***** Information shown *****

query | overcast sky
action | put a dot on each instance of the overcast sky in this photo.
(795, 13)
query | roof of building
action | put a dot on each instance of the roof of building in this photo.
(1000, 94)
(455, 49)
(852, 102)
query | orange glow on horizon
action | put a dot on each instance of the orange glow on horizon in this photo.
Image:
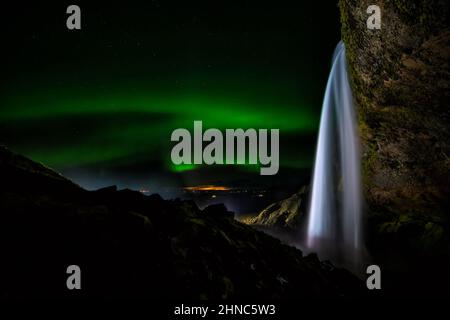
(207, 188)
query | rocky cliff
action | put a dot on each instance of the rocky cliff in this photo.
(401, 79)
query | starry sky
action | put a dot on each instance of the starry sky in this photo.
(99, 104)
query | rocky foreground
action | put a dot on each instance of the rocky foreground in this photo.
(131, 245)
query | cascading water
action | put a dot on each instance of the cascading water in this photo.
(334, 220)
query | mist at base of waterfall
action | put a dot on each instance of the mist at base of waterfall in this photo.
(334, 226)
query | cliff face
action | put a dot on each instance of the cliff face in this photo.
(400, 78)
(129, 245)
(286, 215)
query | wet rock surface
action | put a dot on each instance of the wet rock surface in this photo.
(401, 79)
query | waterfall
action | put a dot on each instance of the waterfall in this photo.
(334, 217)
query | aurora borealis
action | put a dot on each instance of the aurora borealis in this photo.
(103, 100)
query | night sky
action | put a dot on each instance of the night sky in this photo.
(99, 104)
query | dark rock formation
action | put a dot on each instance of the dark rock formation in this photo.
(401, 78)
(130, 245)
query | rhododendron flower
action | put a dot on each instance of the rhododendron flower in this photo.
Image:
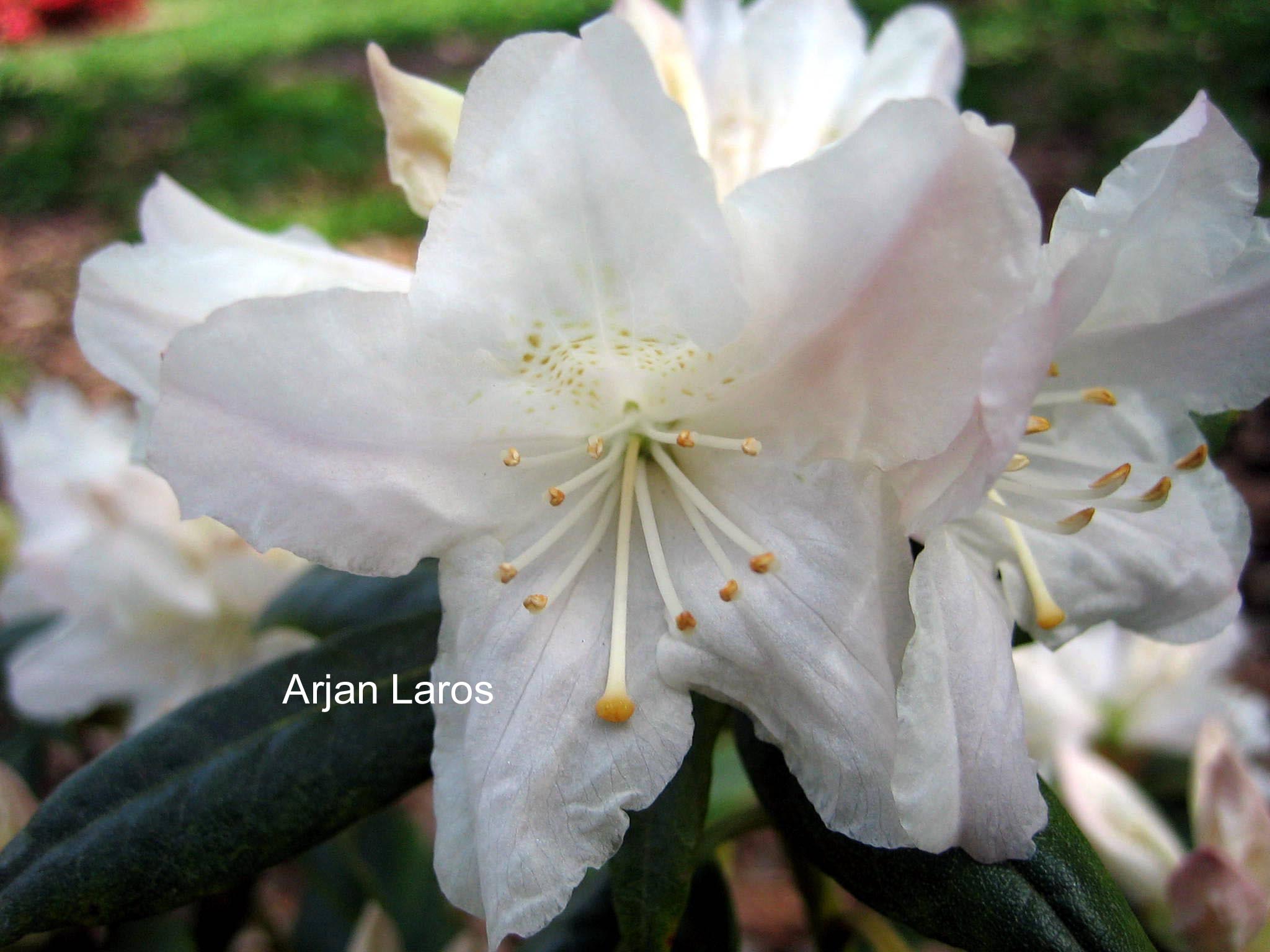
(762, 87)
(1133, 694)
(149, 611)
(133, 299)
(1090, 484)
(592, 343)
(1214, 897)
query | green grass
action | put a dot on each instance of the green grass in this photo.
(246, 102)
(190, 35)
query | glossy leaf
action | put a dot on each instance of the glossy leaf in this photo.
(1061, 901)
(652, 873)
(228, 785)
(324, 601)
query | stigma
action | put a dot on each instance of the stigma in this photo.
(613, 489)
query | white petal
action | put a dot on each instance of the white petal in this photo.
(534, 787)
(133, 300)
(886, 268)
(1137, 843)
(1210, 353)
(74, 668)
(917, 54)
(963, 776)
(1171, 573)
(368, 442)
(1057, 706)
(1227, 808)
(577, 200)
(422, 121)
(664, 37)
(802, 58)
(812, 650)
(1214, 904)
(1178, 209)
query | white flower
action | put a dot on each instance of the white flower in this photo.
(150, 611)
(763, 87)
(1113, 687)
(1155, 302)
(588, 327)
(1212, 899)
(1139, 845)
(1220, 895)
(133, 299)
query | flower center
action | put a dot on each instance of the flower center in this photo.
(1013, 494)
(618, 483)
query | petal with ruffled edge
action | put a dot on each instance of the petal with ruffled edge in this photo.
(1128, 832)
(534, 787)
(884, 270)
(1178, 310)
(373, 432)
(664, 36)
(579, 206)
(1171, 573)
(353, 421)
(802, 56)
(963, 776)
(134, 299)
(812, 650)
(916, 55)
(422, 120)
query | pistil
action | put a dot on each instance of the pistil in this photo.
(616, 705)
(685, 621)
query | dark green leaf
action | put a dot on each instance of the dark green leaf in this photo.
(1061, 901)
(653, 870)
(1215, 428)
(587, 924)
(230, 783)
(163, 933)
(709, 923)
(385, 860)
(324, 601)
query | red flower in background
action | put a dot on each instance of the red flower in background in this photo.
(22, 20)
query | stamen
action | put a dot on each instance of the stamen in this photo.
(1194, 460)
(1152, 499)
(1048, 614)
(615, 705)
(582, 557)
(708, 509)
(762, 563)
(1101, 488)
(1018, 462)
(655, 555)
(557, 494)
(1119, 475)
(1067, 526)
(508, 570)
(730, 588)
(512, 457)
(1089, 395)
(691, 438)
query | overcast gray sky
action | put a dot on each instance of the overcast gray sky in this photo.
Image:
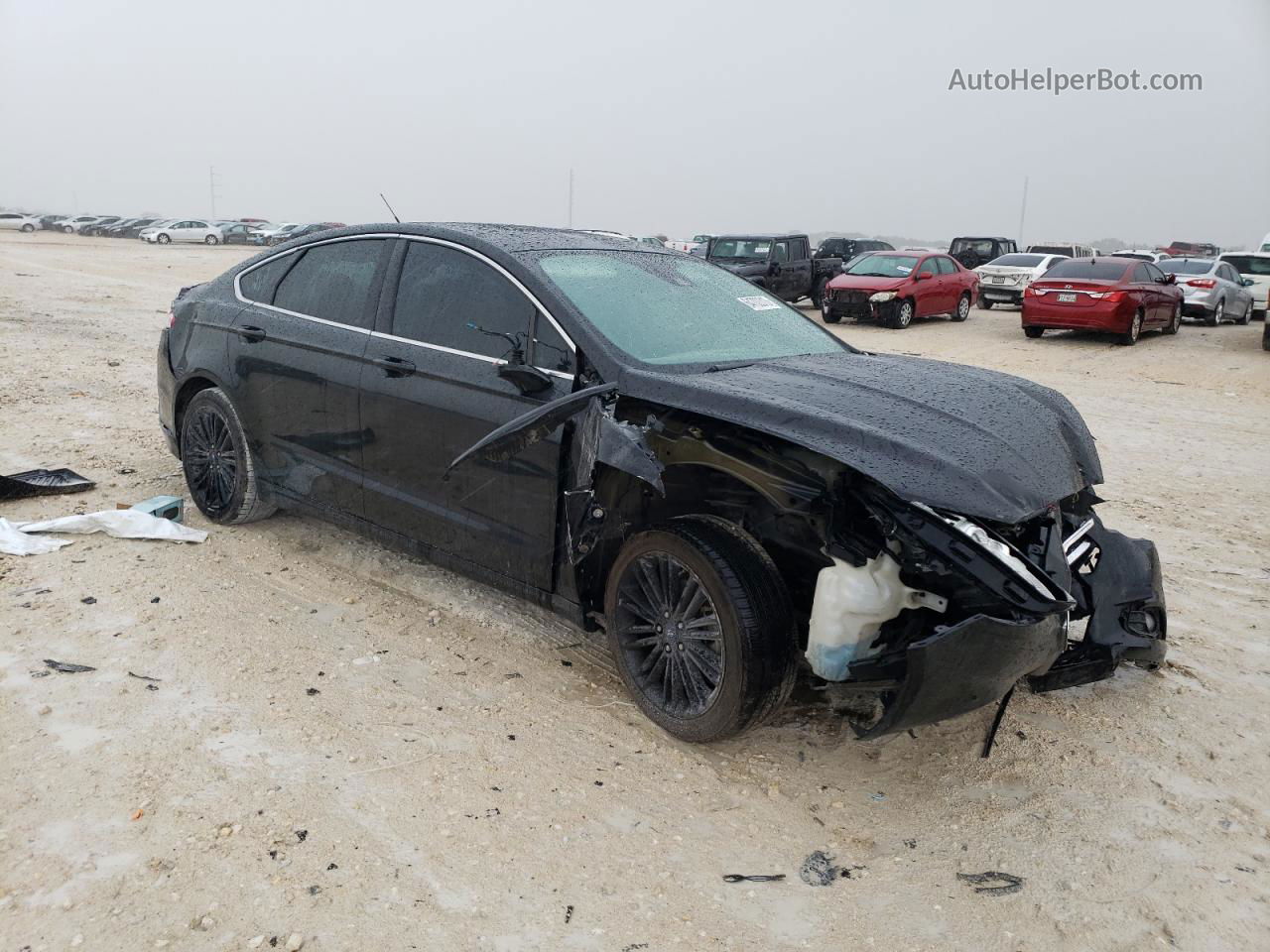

*****

# Aim
Excluding the pictures, reproduce every entry exactly as given.

# Reply to the task
query | overcast sky
action | put a dot on each instance of the overcast sky in this photo.
(795, 13)
query | roof of building
action | put a dot on each instance of the roof of building in this photo.
(1000, 94)
(455, 49)
(852, 102)
query | orange glow on horizon
action | put a dot on each instance of the orange glow on horizon in this photo.
Image:
(207, 188)
query | rocky cliff
action | put a dot on each instance of the rocky cliff in this photo.
(401, 79)
query | starry sky
action | put a dot on each instance of the starry sky in this photo.
(99, 104)
query | rocky foreground
action | put a dot on each instance of the rocky foreground in this photo.
(131, 245)
query | cascading water
action | put a dot on each instance of the cascading water in this photo.
(334, 220)
query | mist at base of waterfall
action | put a dot on each instance of the mist at base of waterfall in this photo.
(334, 226)
query | cliff face
action | put a dot on each instance of the cliff face in this photo.
(400, 78)
(129, 245)
(286, 215)
query | wet rock surface
action | put a dot on each instance of the wet rock surface in this photo.
(401, 79)
query | waterfall
action | put a dot on each instance of the waterfall in this photo.
(334, 217)
query | aurora borealis
action | put a dot on each instance of the aurora borealis in this photo.
(103, 100)
query | night sky
action | put a dot on each instance of the night sky in this photo.
(99, 104)
query | dark rock formation
action | put a dot on each instance of the dark rock formation in this photo.
(401, 78)
(130, 245)
query | rhododendron flower
action | put a dot on each instance of the rhododendron flower in this photo.
Image:
(762, 87)
(1133, 694)
(149, 611)
(133, 299)
(1090, 484)
(592, 343)
(1214, 897)
query | green grass
action | put a dot on each instance of the green grass in this photo.
(246, 102)
(190, 35)
query | glossy leaf
action | put a dot on each instance of the glossy leaf in this photo.
(1061, 901)
(652, 873)
(228, 785)
(324, 601)
query | stigma
action | put a dot on each instance of the stigma in this photo.
(613, 489)
query | white petal
action | put a dot on each instance of the white petal in this photo.
(534, 787)
(133, 300)
(886, 268)
(1137, 843)
(1210, 353)
(74, 668)
(917, 54)
(963, 776)
(1171, 573)
(368, 442)
(1057, 706)
(1227, 808)
(577, 200)
(422, 121)
(664, 37)
(802, 58)
(812, 650)
(1214, 904)
(1178, 209)
query | white flower
action | put a dot on each instance of the white flower in this photo.
(150, 611)
(763, 87)
(1113, 687)
(1155, 302)
(588, 327)
(1212, 899)
(1139, 845)
(1220, 895)
(133, 299)
query | flower center
action | put a dot on each instance of the flower center in this photo.
(1013, 494)
(618, 483)
query | petal with ruffled edge
action | put a dot on each instance of the petal with ruffled edge in this photo.
(1128, 832)
(534, 787)
(884, 270)
(1178, 310)
(373, 432)
(664, 36)
(579, 206)
(1171, 573)
(353, 421)
(802, 56)
(963, 776)
(134, 299)
(812, 650)
(916, 55)
(422, 120)
query | pistil
action | put a dot on each instance of the pistil in this photo.
(616, 705)
(685, 621)
query | dark green leaf
action | put a dot on each instance of the dark green leaf in this photo.
(1061, 901)
(653, 870)
(1215, 428)
(587, 924)
(230, 783)
(163, 933)
(709, 923)
(385, 860)
(324, 601)
query | red flower in background
action | put a dot on each instance of the red flower in background in this photo.
(22, 20)
query | stamen
action | put a dot on each instance of the stamen in this photo.
(1194, 460)
(1152, 499)
(1048, 614)
(615, 705)
(582, 557)
(708, 509)
(762, 563)
(1101, 488)
(1018, 462)
(655, 555)
(557, 494)
(1119, 475)
(1067, 526)
(508, 570)
(730, 588)
(512, 457)
(1089, 395)
(691, 438)
query | overcast gray sky
action | put a dot on each instance of the overcast gray sky in this photo.
Image:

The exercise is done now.